## Data records
-- start --

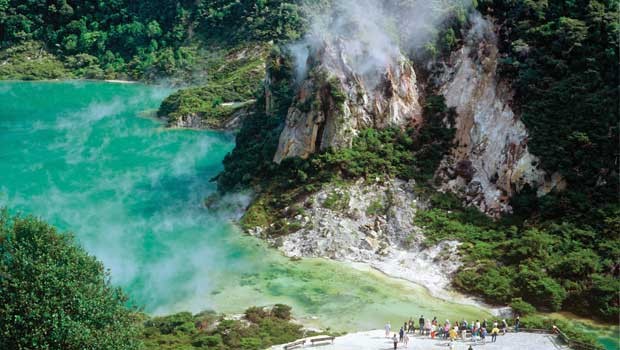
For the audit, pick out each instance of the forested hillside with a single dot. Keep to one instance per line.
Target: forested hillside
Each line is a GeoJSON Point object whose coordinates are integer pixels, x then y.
{"type": "Point", "coordinates": [133, 39]}
{"type": "Point", "coordinates": [557, 252]}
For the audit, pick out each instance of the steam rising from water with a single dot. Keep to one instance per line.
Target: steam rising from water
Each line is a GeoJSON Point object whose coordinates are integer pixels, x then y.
{"type": "Point", "coordinates": [77, 155]}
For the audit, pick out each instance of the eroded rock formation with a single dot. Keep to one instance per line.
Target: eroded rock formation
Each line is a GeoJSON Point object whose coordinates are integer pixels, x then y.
{"type": "Point", "coordinates": [334, 102]}
{"type": "Point", "coordinates": [490, 160]}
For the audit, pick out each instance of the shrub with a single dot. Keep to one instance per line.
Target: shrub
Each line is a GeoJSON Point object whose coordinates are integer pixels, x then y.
{"type": "Point", "coordinates": [521, 307]}
{"type": "Point", "coordinates": [53, 295]}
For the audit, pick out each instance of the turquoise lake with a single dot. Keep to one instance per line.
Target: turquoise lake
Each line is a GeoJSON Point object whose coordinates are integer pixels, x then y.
{"type": "Point", "coordinates": [86, 157]}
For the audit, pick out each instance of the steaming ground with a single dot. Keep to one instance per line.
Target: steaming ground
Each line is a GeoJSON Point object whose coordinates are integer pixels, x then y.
{"type": "Point", "coordinates": [78, 155]}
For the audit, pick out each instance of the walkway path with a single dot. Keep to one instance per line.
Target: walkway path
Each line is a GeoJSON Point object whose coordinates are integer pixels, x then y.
{"type": "Point", "coordinates": [375, 340]}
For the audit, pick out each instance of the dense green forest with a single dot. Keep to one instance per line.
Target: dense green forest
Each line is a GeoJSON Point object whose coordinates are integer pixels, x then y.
{"type": "Point", "coordinates": [133, 39]}
{"type": "Point", "coordinates": [557, 252]}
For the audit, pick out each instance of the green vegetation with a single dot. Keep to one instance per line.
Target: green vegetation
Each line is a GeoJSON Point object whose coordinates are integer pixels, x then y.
{"type": "Point", "coordinates": [550, 264]}
{"type": "Point", "coordinates": [139, 39]}
{"type": "Point", "coordinates": [259, 329]}
{"type": "Point", "coordinates": [563, 59]}
{"type": "Point", "coordinates": [53, 295]}
{"type": "Point", "coordinates": [405, 154]}
{"type": "Point", "coordinates": [232, 80]}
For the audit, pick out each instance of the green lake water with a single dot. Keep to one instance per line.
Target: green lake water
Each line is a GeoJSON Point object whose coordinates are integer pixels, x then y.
{"type": "Point", "coordinates": [83, 156]}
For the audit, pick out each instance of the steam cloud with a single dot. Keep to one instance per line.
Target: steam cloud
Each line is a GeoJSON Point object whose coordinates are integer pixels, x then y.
{"type": "Point", "coordinates": [373, 32]}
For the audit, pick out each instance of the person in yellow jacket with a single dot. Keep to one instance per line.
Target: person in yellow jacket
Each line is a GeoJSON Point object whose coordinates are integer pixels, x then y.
{"type": "Point", "coordinates": [494, 333]}
{"type": "Point", "coordinates": [453, 334]}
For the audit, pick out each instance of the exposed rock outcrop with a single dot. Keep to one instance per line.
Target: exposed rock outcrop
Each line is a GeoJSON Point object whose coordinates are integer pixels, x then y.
{"type": "Point", "coordinates": [335, 101]}
{"type": "Point", "coordinates": [490, 161]}
{"type": "Point", "coordinates": [371, 224]}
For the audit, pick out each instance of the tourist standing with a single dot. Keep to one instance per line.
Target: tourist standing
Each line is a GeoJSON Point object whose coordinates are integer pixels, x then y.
{"type": "Point", "coordinates": [421, 323]}
{"type": "Point", "coordinates": [494, 333]}
{"type": "Point", "coordinates": [517, 324]}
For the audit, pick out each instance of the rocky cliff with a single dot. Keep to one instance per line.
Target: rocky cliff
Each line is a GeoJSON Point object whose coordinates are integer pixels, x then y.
{"type": "Point", "coordinates": [335, 100]}
{"type": "Point", "coordinates": [490, 161]}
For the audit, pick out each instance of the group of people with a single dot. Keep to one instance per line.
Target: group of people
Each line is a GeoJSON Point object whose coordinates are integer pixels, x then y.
{"type": "Point", "coordinates": [434, 329]}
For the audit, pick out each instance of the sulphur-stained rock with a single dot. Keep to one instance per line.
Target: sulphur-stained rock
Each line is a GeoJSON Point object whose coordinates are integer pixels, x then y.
{"type": "Point", "coordinates": [490, 161]}
{"type": "Point", "coordinates": [334, 102]}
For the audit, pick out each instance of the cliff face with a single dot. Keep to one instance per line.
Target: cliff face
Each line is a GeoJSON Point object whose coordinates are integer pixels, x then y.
{"type": "Point", "coordinates": [490, 161]}
{"type": "Point", "coordinates": [335, 101]}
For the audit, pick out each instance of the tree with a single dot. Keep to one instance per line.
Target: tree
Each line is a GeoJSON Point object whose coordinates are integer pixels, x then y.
{"type": "Point", "coordinates": [53, 295]}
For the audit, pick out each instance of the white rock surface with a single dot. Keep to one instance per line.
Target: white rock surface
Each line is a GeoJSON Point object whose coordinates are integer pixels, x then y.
{"type": "Point", "coordinates": [373, 224]}
{"type": "Point", "coordinates": [336, 101]}
{"type": "Point", "coordinates": [376, 340]}
{"type": "Point", "coordinates": [491, 141]}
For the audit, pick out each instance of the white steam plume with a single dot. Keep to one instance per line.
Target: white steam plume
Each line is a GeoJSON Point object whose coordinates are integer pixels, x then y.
{"type": "Point", "coordinates": [373, 33]}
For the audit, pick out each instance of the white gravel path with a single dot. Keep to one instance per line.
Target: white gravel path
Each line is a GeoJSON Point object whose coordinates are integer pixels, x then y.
{"type": "Point", "coordinates": [376, 340]}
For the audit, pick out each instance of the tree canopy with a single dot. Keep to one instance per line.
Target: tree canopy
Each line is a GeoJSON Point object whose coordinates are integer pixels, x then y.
{"type": "Point", "coordinates": [53, 295]}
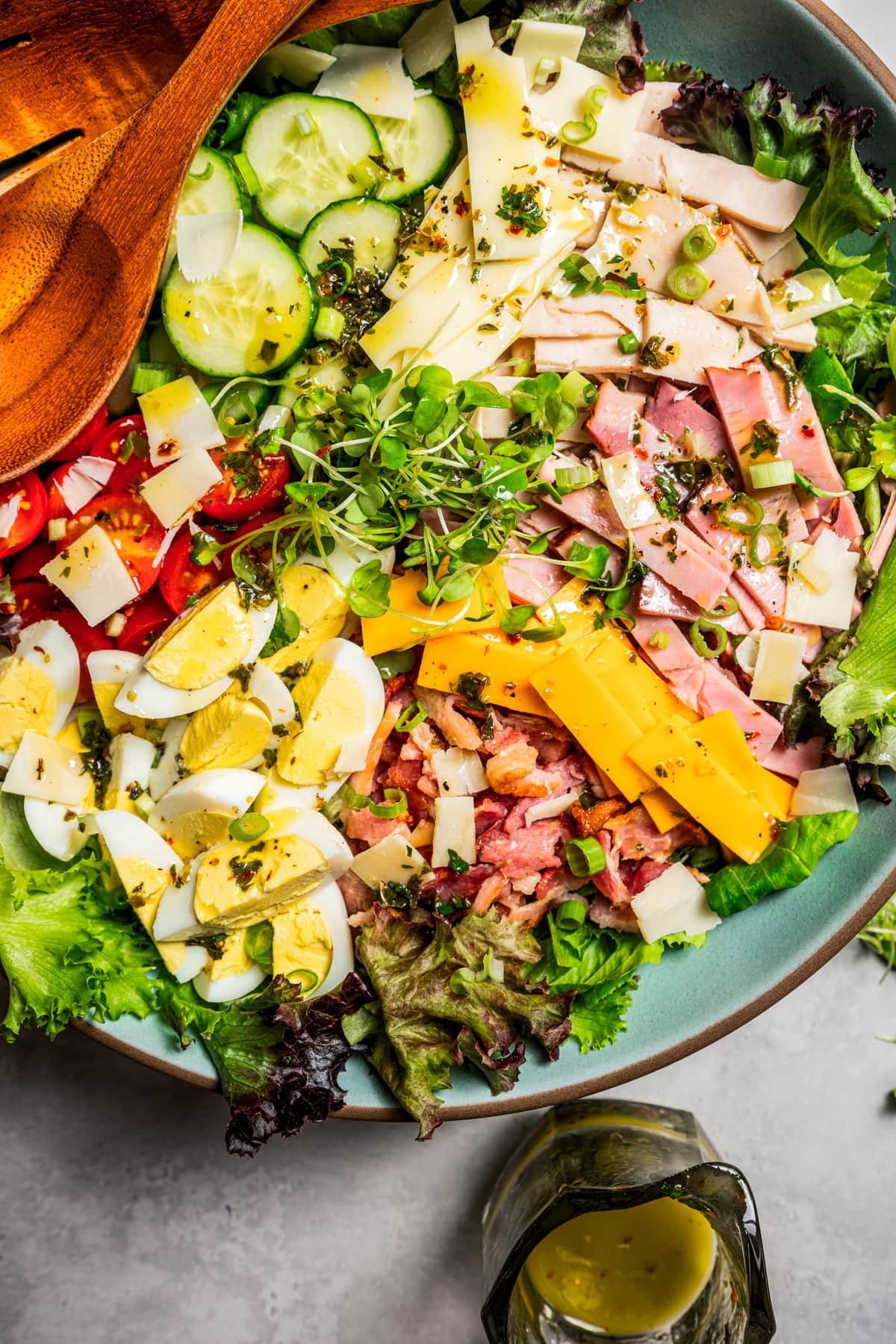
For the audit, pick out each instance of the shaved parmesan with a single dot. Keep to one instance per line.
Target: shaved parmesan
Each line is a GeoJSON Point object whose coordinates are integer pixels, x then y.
{"type": "Point", "coordinates": [430, 40]}
{"type": "Point", "coordinates": [458, 772]}
{"type": "Point", "coordinates": [178, 418]}
{"type": "Point", "coordinates": [833, 608]}
{"type": "Point", "coordinates": [300, 65]}
{"type": "Point", "coordinates": [92, 576]}
{"type": "Point", "coordinates": [630, 500]}
{"type": "Point", "coordinates": [538, 42]}
{"type": "Point", "coordinates": [84, 479]}
{"type": "Point", "coordinates": [555, 806]}
{"type": "Point", "coordinates": [10, 512]}
{"type": "Point", "coordinates": [370, 77]}
{"type": "Point", "coordinates": [780, 667]}
{"type": "Point", "coordinates": [43, 768]}
{"type": "Point", "coordinates": [824, 791]}
{"type": "Point", "coordinates": [173, 492]}
{"type": "Point", "coordinates": [454, 831]}
{"type": "Point", "coordinates": [675, 902]}
{"type": "Point", "coordinates": [393, 859]}
{"type": "Point", "coordinates": [207, 242]}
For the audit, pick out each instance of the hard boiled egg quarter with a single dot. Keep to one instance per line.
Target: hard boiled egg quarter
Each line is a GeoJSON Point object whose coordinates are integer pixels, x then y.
{"type": "Point", "coordinates": [340, 703]}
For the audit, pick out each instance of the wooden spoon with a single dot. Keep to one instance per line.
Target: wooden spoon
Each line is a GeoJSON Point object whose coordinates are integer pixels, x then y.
{"type": "Point", "coordinates": [72, 72]}
{"type": "Point", "coordinates": [82, 241]}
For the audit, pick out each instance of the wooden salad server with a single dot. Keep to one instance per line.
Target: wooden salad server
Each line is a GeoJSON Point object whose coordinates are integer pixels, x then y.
{"type": "Point", "coordinates": [72, 72]}
{"type": "Point", "coordinates": [82, 241]}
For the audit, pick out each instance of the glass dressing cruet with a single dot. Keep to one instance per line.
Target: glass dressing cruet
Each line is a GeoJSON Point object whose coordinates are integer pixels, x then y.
{"type": "Point", "coordinates": [617, 1222]}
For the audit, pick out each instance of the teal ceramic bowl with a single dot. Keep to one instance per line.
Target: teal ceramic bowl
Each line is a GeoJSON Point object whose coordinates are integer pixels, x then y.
{"type": "Point", "coordinates": [756, 957]}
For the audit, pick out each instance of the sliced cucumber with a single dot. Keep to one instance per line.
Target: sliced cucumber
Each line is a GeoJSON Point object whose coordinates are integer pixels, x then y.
{"type": "Point", "coordinates": [367, 226]}
{"type": "Point", "coordinates": [252, 317]}
{"type": "Point", "coordinates": [423, 147]}
{"type": "Point", "coordinates": [308, 152]}
{"type": "Point", "coordinates": [211, 184]}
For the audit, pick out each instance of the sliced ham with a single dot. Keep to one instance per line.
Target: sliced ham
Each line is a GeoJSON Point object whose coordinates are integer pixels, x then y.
{"type": "Point", "coordinates": [684, 561]}
{"type": "Point", "coordinates": [677, 414]}
{"type": "Point", "coordinates": [756, 393]}
{"type": "Point", "coordinates": [793, 761]}
{"type": "Point", "coordinates": [768, 203]}
{"type": "Point", "coordinates": [526, 851]}
{"type": "Point", "coordinates": [692, 340]}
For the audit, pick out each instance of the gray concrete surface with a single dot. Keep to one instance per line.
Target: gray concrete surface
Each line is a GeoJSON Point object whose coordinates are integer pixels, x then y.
{"type": "Point", "coordinates": [122, 1218]}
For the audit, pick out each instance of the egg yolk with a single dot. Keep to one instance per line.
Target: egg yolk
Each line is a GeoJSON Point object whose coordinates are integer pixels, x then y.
{"type": "Point", "coordinates": [28, 699]}
{"type": "Point", "coordinates": [321, 608]}
{"type": "Point", "coordinates": [237, 880]}
{"type": "Point", "coordinates": [331, 712]}
{"type": "Point", "coordinates": [227, 732]}
{"type": "Point", "coordinates": [206, 645]}
{"type": "Point", "coordinates": [302, 948]}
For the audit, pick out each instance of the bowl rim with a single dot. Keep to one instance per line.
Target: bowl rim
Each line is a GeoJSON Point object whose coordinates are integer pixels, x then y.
{"type": "Point", "coordinates": [724, 1026]}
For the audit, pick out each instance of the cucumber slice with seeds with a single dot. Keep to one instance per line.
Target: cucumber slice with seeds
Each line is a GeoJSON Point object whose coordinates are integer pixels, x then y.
{"type": "Point", "coordinates": [423, 148]}
{"type": "Point", "coordinates": [250, 319]}
{"type": "Point", "coordinates": [367, 226]}
{"type": "Point", "coordinates": [307, 154]}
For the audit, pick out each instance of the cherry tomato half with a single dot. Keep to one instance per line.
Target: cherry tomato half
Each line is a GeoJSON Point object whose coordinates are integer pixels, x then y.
{"type": "Point", "coordinates": [82, 443]}
{"type": "Point", "coordinates": [144, 623]}
{"type": "Point", "coordinates": [252, 484]}
{"type": "Point", "coordinates": [28, 564]}
{"type": "Point", "coordinates": [35, 601]}
{"type": "Point", "coordinates": [87, 638]}
{"type": "Point", "coordinates": [134, 530]}
{"type": "Point", "coordinates": [23, 508]}
{"type": "Point", "coordinates": [180, 581]}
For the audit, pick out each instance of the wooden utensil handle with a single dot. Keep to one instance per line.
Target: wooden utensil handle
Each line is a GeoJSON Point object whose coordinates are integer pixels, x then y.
{"type": "Point", "coordinates": [238, 35]}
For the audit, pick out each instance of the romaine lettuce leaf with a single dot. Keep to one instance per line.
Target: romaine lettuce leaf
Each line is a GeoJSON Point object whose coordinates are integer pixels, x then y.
{"type": "Point", "coordinates": [786, 863]}
{"type": "Point", "coordinates": [279, 1060]}
{"type": "Point", "coordinates": [435, 1011]}
{"type": "Point", "coordinates": [70, 947]}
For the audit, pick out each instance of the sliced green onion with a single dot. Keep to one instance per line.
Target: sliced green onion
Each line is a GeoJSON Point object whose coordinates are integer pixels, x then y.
{"type": "Point", "coordinates": [579, 132]}
{"type": "Point", "coordinates": [413, 717]}
{"type": "Point", "coordinates": [770, 166]}
{"type": "Point", "coordinates": [329, 324]}
{"type": "Point", "coordinates": [250, 827]}
{"type": "Point", "coordinates": [149, 376]}
{"type": "Point", "coordinates": [741, 504]}
{"type": "Point", "coordinates": [393, 665]}
{"type": "Point", "coordinates": [699, 243]}
{"type": "Point", "coordinates": [575, 389]}
{"type": "Point", "coordinates": [709, 638]}
{"type": "Point", "coordinates": [688, 282]}
{"type": "Point", "coordinates": [771, 534]}
{"type": "Point", "coordinates": [144, 804]}
{"type": "Point", "coordinates": [394, 806]}
{"type": "Point", "coordinates": [237, 414]}
{"type": "Point", "coordinates": [573, 477]}
{"type": "Point", "coordinates": [307, 124]}
{"type": "Point", "coordinates": [585, 856]}
{"type": "Point", "coordinates": [766, 475]}
{"type": "Point", "coordinates": [727, 605]}
{"type": "Point", "coordinates": [568, 915]}
{"type": "Point", "coordinates": [247, 174]}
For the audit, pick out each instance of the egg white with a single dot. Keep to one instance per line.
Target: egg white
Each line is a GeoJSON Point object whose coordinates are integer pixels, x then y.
{"type": "Point", "coordinates": [50, 648]}
{"type": "Point", "coordinates": [57, 828]}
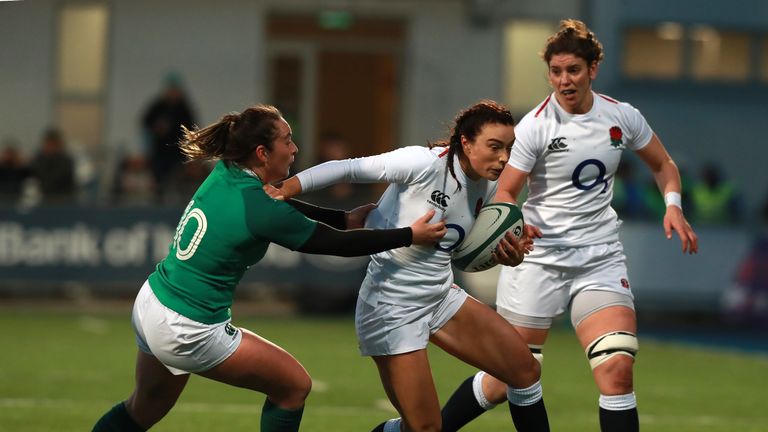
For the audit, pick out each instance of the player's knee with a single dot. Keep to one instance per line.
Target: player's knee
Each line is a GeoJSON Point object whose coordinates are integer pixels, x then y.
{"type": "Point", "coordinates": [424, 424]}
{"type": "Point", "coordinates": [610, 345]}
{"type": "Point", "coordinates": [301, 388]}
{"type": "Point", "coordinates": [615, 376]}
{"type": "Point", "coordinates": [293, 393]}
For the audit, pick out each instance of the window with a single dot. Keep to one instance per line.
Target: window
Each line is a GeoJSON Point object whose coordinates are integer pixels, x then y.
{"type": "Point", "coordinates": [654, 52]}
{"type": "Point", "coordinates": [671, 51]}
{"type": "Point", "coordinates": [764, 59]}
{"type": "Point", "coordinates": [525, 74]}
{"type": "Point", "coordinates": [81, 71]}
{"type": "Point", "coordinates": [719, 55]}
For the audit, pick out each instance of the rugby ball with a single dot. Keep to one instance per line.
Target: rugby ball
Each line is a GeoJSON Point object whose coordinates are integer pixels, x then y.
{"type": "Point", "coordinates": [474, 254]}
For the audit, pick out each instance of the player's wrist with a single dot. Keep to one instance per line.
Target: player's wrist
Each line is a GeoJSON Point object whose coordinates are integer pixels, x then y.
{"type": "Point", "coordinates": [673, 199]}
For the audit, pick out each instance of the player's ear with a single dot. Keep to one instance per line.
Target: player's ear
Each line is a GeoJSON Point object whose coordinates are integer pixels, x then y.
{"type": "Point", "coordinates": [262, 153]}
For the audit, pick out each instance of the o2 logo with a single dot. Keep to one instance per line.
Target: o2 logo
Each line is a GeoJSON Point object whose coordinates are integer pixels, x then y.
{"type": "Point", "coordinates": [454, 245]}
{"type": "Point", "coordinates": [202, 225]}
{"type": "Point", "coordinates": [600, 179]}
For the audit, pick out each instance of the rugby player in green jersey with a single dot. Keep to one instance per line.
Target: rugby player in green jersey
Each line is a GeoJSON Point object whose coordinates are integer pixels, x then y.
{"type": "Point", "coordinates": [181, 316]}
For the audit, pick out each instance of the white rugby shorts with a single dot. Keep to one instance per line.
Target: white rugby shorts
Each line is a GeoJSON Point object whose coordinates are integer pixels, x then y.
{"type": "Point", "coordinates": [544, 284]}
{"type": "Point", "coordinates": [181, 344]}
{"type": "Point", "coordinates": [389, 329]}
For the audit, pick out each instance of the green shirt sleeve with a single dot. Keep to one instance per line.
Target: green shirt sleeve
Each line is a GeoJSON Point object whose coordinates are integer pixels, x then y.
{"type": "Point", "coordinates": [276, 221]}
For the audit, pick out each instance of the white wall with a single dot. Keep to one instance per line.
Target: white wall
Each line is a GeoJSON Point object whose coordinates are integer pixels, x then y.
{"type": "Point", "coordinates": [26, 70]}
{"type": "Point", "coordinates": [217, 47]}
{"type": "Point", "coordinates": [449, 64]}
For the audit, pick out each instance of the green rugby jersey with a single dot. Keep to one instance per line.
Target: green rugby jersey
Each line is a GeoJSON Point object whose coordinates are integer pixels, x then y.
{"type": "Point", "coordinates": [227, 227]}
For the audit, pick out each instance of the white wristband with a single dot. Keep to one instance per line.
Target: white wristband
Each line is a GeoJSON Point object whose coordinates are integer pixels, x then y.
{"type": "Point", "coordinates": [673, 198]}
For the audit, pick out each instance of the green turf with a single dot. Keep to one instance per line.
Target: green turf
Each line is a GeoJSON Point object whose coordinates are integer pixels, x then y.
{"type": "Point", "coordinates": [61, 370]}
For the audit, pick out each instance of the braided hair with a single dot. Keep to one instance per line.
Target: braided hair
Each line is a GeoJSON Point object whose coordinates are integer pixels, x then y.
{"type": "Point", "coordinates": [574, 38]}
{"type": "Point", "coordinates": [234, 137]}
{"type": "Point", "coordinates": [468, 123]}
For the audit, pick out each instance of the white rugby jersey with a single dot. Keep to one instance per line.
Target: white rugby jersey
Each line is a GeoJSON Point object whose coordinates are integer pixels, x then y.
{"type": "Point", "coordinates": [419, 181]}
{"type": "Point", "coordinates": [572, 159]}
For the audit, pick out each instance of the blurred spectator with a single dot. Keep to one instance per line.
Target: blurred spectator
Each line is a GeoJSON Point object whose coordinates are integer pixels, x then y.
{"type": "Point", "coordinates": [162, 123]}
{"type": "Point", "coordinates": [628, 193]}
{"type": "Point", "coordinates": [333, 146]}
{"type": "Point", "coordinates": [13, 172]}
{"type": "Point", "coordinates": [134, 182]}
{"type": "Point", "coordinates": [715, 200]}
{"type": "Point", "coordinates": [746, 301]}
{"type": "Point", "coordinates": [54, 168]}
{"type": "Point", "coordinates": [187, 180]}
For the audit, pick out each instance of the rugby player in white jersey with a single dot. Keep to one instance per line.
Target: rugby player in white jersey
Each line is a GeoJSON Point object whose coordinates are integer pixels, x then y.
{"type": "Point", "coordinates": [181, 316]}
{"type": "Point", "coordinates": [568, 149]}
{"type": "Point", "coordinates": [408, 297]}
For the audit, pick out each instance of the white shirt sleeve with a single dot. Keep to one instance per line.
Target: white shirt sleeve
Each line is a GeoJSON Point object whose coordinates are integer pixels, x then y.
{"type": "Point", "coordinates": [639, 132]}
{"type": "Point", "coordinates": [524, 150]}
{"type": "Point", "coordinates": [401, 166]}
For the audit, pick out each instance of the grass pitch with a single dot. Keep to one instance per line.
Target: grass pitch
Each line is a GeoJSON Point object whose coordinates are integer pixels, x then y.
{"type": "Point", "coordinates": [60, 371]}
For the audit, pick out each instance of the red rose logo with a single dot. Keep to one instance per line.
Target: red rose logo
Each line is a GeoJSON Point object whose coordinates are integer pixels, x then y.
{"type": "Point", "coordinates": [616, 135]}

-- end --

Locate the line that contains "For the audit, pick out each instance of the white shirt". Repeat it and every line after it, up to and including the final line, exactly.

For the audit, pick out each instance of the white shirt sleeve with a single dot. Keep to one instance per line.
Target: white shirt sleeve
Each line is a GeoJSON Point object whose coordinates are integer pixels, x then y.
{"type": "Point", "coordinates": [639, 132]}
{"type": "Point", "coordinates": [524, 150]}
{"type": "Point", "coordinates": [401, 166]}
For the audit, pick out each instance of the grass pitch with a single dot. Keep to one instance per line.
Target: grass pitch
Each line is a GeoJSON Point object whose coordinates are integer pixels, x then y.
{"type": "Point", "coordinates": [60, 371]}
For the audit, pick out each instance of the red rose logo with a single dot. Keep to one instance per line.
Target: red rose logo
Each line is a GeoJSON Point object whose coordinates are integer pixels, x then y.
{"type": "Point", "coordinates": [616, 135]}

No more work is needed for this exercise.